• **ÜBUNGSZIEL**
Schreiben Sie aus dem Seitenauszug den Abschnitt zwischen „217 Seiten stark“ und „bekanntlich befangen ist.“, beide eingeschlossen, wortgetreu ab.

*** SEITENAUSZUG ***

217 Seiten stark ist der Kontrallamtsbericht zur sog. “Linzer Aktenaffäre”, der erschreckende Zahlen liefert. Zwischen 2010 und 2017 wurde von 23.363 Anzeigen fast ein Viertel (23%) wegen Verjährung eingestellt. Der eingesetzte Kontrollausschuss konnte sich nun ein erstes Bild vom Inhalt machen. Ausschuss-Vorsitzender Felix Eypeltauer (NEOS) über die Inhalte und daraus gewonnene Erkenntnisse.
Felix Eypeltauer – wie sieht Ihr erstes Bild zum eben präsentierten Kontrollamtsbericht aus?
Wir haben uns zwar einen ersten Überblick verschafft, aber es gibt noch sehr viele Fragen zu stellen und Antworten zu finden – vor allem von der geschäftsführenden Vizebürgermeisterin Karin Hörzing, da Bürgermeister Luger in der Causa bekanntlich befangen ist.
Es gibt bereits eine Stellungnahme aus dem Bürgermeisterbüro zum Kontrollamtsbericht. So heißt es u.a. “Das objektive Kontrollamt entlastet die Politik und würdigt die Korrekturmaßnahmen…” – ist das aus Ihrer Sicht auch so?

*** DATENZEILEN ***

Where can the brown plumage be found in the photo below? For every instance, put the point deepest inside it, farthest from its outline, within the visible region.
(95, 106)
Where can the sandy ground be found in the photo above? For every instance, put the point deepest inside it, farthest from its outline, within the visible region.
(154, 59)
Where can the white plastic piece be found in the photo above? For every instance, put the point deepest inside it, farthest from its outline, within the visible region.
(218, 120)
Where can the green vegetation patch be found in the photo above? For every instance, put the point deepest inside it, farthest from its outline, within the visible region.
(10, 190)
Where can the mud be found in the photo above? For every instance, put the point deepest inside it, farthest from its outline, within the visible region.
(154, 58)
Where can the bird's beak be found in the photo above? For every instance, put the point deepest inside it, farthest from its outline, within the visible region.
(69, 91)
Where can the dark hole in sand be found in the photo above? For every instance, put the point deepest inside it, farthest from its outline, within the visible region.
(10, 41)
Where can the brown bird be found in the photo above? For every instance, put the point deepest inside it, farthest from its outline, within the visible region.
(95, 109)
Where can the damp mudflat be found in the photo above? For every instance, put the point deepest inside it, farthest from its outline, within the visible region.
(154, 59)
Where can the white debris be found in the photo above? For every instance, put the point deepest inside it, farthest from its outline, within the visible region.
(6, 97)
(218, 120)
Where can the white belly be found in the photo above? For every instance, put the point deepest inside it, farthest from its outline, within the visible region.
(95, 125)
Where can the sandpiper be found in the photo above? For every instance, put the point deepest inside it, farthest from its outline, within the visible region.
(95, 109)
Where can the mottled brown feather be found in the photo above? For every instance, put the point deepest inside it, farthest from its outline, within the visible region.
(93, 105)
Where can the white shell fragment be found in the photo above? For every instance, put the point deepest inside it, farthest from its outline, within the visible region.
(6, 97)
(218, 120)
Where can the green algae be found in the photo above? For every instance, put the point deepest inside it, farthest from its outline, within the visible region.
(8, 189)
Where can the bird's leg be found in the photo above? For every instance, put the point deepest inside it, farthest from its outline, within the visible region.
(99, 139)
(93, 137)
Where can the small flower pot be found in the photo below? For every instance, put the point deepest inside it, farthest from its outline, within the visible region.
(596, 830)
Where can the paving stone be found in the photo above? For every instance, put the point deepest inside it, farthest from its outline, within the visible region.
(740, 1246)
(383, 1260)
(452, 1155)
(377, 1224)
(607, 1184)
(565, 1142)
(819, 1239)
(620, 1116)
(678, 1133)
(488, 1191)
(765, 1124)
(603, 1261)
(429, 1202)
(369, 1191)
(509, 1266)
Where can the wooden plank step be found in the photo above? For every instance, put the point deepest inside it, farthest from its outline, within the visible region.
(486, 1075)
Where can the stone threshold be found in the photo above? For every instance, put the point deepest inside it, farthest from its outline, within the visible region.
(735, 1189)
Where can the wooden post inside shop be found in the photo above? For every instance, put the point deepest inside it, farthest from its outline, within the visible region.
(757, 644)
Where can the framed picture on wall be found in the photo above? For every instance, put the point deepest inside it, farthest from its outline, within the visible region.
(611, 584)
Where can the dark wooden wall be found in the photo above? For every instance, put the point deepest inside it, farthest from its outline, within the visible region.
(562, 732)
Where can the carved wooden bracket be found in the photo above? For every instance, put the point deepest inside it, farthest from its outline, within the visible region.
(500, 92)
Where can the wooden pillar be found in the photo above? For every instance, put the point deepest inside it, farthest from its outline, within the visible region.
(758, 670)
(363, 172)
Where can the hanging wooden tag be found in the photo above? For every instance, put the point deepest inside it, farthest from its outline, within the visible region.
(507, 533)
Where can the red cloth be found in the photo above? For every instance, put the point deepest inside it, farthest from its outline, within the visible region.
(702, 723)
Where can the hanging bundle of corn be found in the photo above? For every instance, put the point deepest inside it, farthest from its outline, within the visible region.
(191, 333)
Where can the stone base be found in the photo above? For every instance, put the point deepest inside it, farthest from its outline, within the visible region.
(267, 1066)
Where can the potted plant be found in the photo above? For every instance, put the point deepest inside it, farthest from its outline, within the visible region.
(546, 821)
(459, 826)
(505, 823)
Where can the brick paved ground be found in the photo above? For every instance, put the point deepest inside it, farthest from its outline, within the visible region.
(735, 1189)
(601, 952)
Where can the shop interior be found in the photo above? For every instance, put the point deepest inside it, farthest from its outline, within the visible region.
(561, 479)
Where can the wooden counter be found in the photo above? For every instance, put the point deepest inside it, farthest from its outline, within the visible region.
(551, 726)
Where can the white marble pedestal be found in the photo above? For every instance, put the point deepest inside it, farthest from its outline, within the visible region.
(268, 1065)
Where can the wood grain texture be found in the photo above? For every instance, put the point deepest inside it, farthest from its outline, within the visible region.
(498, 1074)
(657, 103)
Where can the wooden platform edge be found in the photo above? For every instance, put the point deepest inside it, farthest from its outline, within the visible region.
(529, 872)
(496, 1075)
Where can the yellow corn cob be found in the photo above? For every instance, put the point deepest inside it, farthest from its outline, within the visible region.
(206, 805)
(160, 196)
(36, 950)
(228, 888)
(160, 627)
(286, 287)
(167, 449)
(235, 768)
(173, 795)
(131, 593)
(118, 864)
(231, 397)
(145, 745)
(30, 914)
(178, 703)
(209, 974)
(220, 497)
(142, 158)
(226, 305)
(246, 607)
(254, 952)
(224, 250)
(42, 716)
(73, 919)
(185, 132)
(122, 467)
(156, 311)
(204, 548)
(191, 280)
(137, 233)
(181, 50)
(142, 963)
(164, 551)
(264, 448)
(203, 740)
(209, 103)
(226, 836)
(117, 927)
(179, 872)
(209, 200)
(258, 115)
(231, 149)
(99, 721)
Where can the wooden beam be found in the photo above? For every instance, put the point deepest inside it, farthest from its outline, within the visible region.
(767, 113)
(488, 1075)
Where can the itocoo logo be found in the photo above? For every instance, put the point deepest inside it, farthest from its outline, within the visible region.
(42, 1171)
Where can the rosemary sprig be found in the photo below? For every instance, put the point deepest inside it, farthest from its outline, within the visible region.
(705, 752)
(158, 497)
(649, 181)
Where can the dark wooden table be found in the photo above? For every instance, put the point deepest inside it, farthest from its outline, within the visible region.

***

• **ENDERGEBNIS**
217 Seiten stark ist der Kontrallamtsbericht zur sog. “Linzer Aktenaffäre”, der erschreckende Zahlen liefert. Zwischen 2010 und 2017 wurde von 23.363 Anzeigen fast ein Viertel (23%) wegen Verjährung eingestellt. Der eingesetzte Kontrollausschuss konnte sich nun ein erstes Bild vom Inhalt machen. Ausschuss-Vorsitzender Felix Eypeltauer (NEOS) über die Inhalte und daraus gewonnene Erkenntnisse.
Felix Eypeltauer – wie sieht Ihr erstes Bild zum eben präsentierten Kontrollamtsbericht aus?
Wir haben uns zwar einen ersten Überblick verschafft, aber es gibt noch sehr viele Fragen zu stellen und Antworten zu finden – vor allem von der geschäftsführenden Vizebürgermeisterin Karin Hörzing, da Bürgermeister Luger in der Causa bekanntlich befangen ist.